• [AUFGABEN]
1/ Geben Sie für jede der Aussagen an, ob sie mit dem Textauszug übereinstimmt, und stützen Sie jedes Ja oder Nein mit den entscheidenden Worten aus dem Textauszug als wörtlichem Zitat. (a) Skripal und seine Tochter wurden in Salisbury bewusstlos aufgefunden. (b) London wies 32 russische Diplomaten aus. (c) Die USA stellten sich von Anfang an klar hinter Großbritannien.
2/ Schreiben Sie den Abschnitt aus dem Textauszug ab, der bei den Worten „Auslöser dieser Eskalation“ beginnt und nach den Worten „diesen Schritt an.“ endet.

• [TEXTAUSZUG]

Auslöser dieser Eskalation ist der Nervengift-Anschlag auf den früheren russischen Doppelagenten Sergej Skripal. Der 66-jährige Ex-Spion und seine Tochter waren Anfang des Monats im südenglischen Salisbury bewusstlos gefunden worden. Sie kämpfen seitdem in einer Klinik um ihr Leben. Bei dem Anschlag wurde nach britischen Angaben eine extrem toxische Substanz eingesetzt, die das sowjetische Militär in den 70er und 80er Jahren heimlich entwickelt hatte. London macht den Kreml verantwortlich für den Mordversuch und wies 23 russische Diplomaten aus – so viele wie seit dem Ende des Kalten Kriegs nicht mehr. Russland kündigte umgehend Vergeltung für diesen Schritt an.
Doch erst gestern suchten die wichtigsten westlichen Verbündeten nach einer Phase eher lauer Solidaritätsbekundungen den engen Schulterschluss mit den Briten. Vor allem die USA hatten zuvor auffällig laviert. Präsident Donald Trump, der stets bemüht ist, harte Kritik an Russlands Präsident Wladimir Putin möglichst zu vermeiden, stellte sich nun ebenfalls hinter die britischen Vorwürfe gegen Russland. In einer gemeinsamen Erklärung bezeichneten die Nato-Verbündeten den Giftanschlag als einen Angriff auf die Souveränität Großbritanniens, der eindeutig die Bestimmungen des Chemiewaffenübereinkommens und das Völkerrecht verletzte.

• [DATENSATZINHALT]

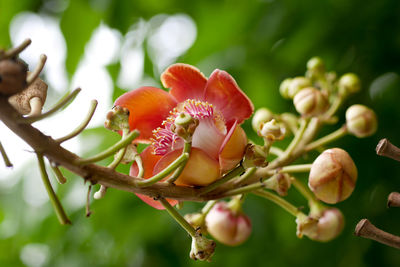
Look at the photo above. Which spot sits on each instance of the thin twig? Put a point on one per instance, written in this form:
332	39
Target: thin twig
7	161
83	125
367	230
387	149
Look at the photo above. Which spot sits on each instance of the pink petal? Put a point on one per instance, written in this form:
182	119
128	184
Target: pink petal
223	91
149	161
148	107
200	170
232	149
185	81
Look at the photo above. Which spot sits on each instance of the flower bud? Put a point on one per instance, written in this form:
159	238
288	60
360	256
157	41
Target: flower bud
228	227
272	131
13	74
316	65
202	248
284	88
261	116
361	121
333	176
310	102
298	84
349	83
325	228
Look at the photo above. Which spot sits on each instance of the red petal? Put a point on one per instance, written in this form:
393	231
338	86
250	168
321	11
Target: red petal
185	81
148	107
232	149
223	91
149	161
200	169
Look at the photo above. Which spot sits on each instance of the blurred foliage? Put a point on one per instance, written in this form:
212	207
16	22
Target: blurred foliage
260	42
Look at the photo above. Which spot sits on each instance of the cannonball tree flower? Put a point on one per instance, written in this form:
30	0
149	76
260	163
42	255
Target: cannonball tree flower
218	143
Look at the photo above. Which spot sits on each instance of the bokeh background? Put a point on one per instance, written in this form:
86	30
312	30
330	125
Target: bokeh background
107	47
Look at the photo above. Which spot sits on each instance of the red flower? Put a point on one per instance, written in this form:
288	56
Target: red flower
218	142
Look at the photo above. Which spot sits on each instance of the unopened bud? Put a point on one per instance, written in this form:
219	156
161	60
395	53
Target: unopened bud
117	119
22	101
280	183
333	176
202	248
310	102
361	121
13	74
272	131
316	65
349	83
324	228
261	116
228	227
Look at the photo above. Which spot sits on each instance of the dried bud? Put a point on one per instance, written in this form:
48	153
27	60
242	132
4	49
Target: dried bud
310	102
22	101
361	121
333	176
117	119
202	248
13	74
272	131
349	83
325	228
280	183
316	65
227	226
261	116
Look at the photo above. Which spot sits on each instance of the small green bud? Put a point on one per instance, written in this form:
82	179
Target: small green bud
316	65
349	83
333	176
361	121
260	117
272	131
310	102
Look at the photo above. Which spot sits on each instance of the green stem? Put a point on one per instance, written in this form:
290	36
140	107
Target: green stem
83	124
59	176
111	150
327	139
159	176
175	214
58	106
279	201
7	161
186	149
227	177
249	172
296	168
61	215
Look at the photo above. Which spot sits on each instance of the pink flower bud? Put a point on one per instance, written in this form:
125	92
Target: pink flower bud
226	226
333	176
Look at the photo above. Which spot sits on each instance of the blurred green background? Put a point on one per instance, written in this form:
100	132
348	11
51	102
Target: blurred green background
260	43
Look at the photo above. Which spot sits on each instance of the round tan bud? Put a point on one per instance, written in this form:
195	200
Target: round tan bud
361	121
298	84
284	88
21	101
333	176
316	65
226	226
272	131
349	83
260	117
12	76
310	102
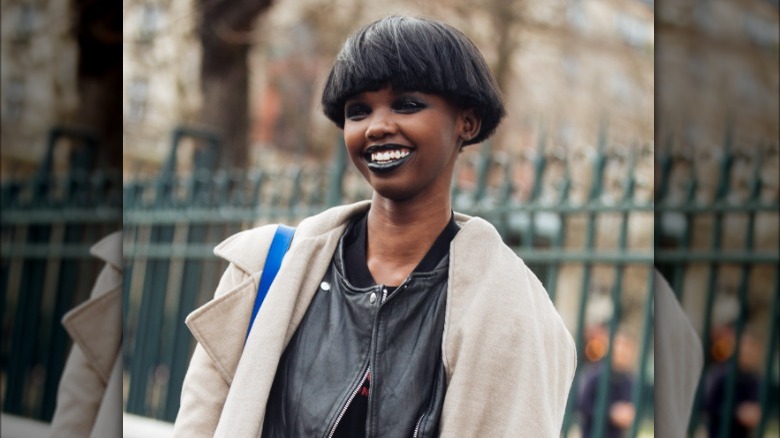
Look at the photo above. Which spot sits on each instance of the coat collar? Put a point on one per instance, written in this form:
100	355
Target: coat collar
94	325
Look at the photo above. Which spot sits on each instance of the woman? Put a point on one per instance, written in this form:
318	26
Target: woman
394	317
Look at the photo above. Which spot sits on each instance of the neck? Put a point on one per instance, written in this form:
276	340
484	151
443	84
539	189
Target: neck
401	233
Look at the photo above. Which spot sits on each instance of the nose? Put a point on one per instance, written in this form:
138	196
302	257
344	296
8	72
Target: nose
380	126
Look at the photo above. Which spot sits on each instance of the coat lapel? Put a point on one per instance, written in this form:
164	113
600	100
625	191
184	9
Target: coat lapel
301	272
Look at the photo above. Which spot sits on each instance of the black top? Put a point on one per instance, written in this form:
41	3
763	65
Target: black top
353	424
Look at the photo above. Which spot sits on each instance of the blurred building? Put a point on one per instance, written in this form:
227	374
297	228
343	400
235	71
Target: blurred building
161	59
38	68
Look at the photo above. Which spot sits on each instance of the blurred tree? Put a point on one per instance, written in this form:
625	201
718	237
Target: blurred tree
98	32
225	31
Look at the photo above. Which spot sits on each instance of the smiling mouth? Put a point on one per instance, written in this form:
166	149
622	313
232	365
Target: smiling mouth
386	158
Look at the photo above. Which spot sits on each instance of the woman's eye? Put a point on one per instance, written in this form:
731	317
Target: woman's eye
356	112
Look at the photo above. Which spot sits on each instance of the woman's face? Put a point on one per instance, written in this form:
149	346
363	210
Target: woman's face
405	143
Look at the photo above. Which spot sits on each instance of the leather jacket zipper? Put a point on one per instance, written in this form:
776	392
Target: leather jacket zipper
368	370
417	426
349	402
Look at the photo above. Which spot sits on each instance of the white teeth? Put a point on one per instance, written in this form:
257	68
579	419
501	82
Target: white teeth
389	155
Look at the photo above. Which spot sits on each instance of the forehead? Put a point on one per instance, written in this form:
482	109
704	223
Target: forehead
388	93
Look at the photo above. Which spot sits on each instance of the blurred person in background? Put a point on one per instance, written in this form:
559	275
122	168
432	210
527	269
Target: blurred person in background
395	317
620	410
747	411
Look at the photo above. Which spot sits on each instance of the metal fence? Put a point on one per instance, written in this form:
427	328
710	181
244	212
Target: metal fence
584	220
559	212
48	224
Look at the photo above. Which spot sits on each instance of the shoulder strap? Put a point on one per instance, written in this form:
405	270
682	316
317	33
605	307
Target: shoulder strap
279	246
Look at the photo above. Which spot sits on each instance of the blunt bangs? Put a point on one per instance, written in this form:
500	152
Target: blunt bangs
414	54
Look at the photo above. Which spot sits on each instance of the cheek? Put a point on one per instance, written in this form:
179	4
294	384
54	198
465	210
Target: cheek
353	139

• [LÖSUNGEN]
1/
(a) Ja – „Der 66-jährige Ex-Spion und seine Tochter waren Anfang des Monats im südenglischen Salisbury bewusstlos gefunden worden.“
(b) Nein – „London macht den Kreml verantwortlich für den Mordversuch und wies 23 russische Diplomaten aus“
(c) Nein – „Vor allem die USA hatten zuvor auffällig laviert.“

2/
Auslöser dieser Eskalation ist der Nervengift-Anschlag auf den früheren russischen Doppelagenten Sergej Skripal. Der 66-jährige Ex-Spion und seine Tochter waren Anfang des Monats im südenglischen Salisbury bewusstlos gefunden worden. Sie kämpfen seitdem in einer Klinik um ihr Leben. Bei dem Anschlag wurde nach britischen Angaben eine extrem toxische Substanz eingesetzt, die das sowjetische Militär in den 70er und 80er Jahren heimlich entwickelt hatte. London macht den Kreml verantwortlich für den Mordversuch und wies 23 russische Diplomaten aus – so viele wie seit dem Ende des Kalten Kriegs nicht mehr. Russland kündigte umgehend Vergeltung für diesen Schritt an.